Extract provided =>
/---
While automotive manufacturing paused during the novel coronavirus crisis, affecting demand for industrial automation, e-commerce order fulfillment experienced a spike in demand. Robotics developers and suppliers should prepare for a long-term increase according to several industry observers.
“Some of the forecasts for digital grocery demand for 2024 to 2025 — we’re seeing those numbers now,” said Scott Gravelle, CEO of Attabotics Inc., which supplies robotics for goods-to-person storage, retrieval, and real-time order fulfillment. “Some brick-and-mortar retailers are still hurting, but the future is getting here faster when it comes to e-commerce.”
“Everybody is trying to figure out the future,” he toldĀ The Robot Report. “The COVID-19 pandemic shows traditional supply chains can’t support modern consumer behavior, and it accelerated the transition.”
Robots as a tool for employee retention
Despite some studies claiming that robots will displace jobs, the reality is more complex, said Gravelle. “Before the pandemic, the biggest constraint was the tight labor market, with Amazon having to hire 100,000 people seasonally,” he said. “Now, there are strains because of the demand on essential businesses and the need for social distancing. That’s where automation can help.”
\---
Data supplied =>
/---
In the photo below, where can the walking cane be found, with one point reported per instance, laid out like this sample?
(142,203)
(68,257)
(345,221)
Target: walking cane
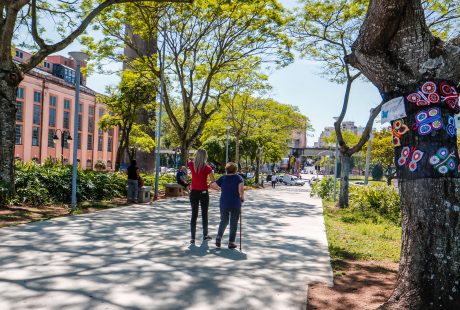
\---
Study questions =>
(a) List every company or publication named in the article on e-commerce automation during the pandemic.
(b) Extend the article on e-commerce automation during the pandemic with the passage that follows its final paragraph.

Responses =>
(a) Attabotics Inc., The Robot Report, Amazon

(b)
“Attabotics created a COVID-19 handbook, originally just for ourselves, to keep people as safe as possible in the office, in the factory, or in the field,” Gravelle said. “When we started talking to customers, we recognized that it could help them and started sharing it.”
The Calgary, Alberta-based company moved as many of its 230 employees as possible to work from home, but its product development and manufacturing teams accessing their equipment with a lower density of people, he said. In addition, business-development work continued, with multiple contracts coming in, Gravelle said.
“While our restaurant supply business got dramatically slower, essential services such as digital grocery and supplying food to hospitals were exceptions to shelter-in-place orders in Canada and the U.S.,” he said. Attabotics this week announced a partnership with Food-X Technologies for online grocery fulfillment.
Attabotics raised $25 million in Series B funding in July 2019. How has the pandemic affected the startup’s finances?
“The stock markets had knee-jerk reactions, but we’re in a reasonable capital situation right now,” responded Gravelle. “E-commerce companies that are looking ahead are investing in robotics, and the Canadian government has helped keep everyone working.”
Robustness and transparency for e-commerce
“We’ve seen that offshoring a lot of production to single-source locations or companies demonstrates the fragility of centralized supply chains,” said Gravelle. “We hope this understanding leads to more robust supply chains for food, critical medical equipment, and manufacturing.”
“Robotics and automation can provide greater transparency, connecting supplier data with needs in a timely way,” he added. “That would enable networks to be more useful for both retailers and consumers.”
Attabotics worked with Microsoft Corp. on developing Azure IoT Edge, which combines private networks with edge compute services to provide “timely, transparent, and trusted data,” Gravelle said. “We have group of robots on LTE networks now, and they’ll soon be on 5G.”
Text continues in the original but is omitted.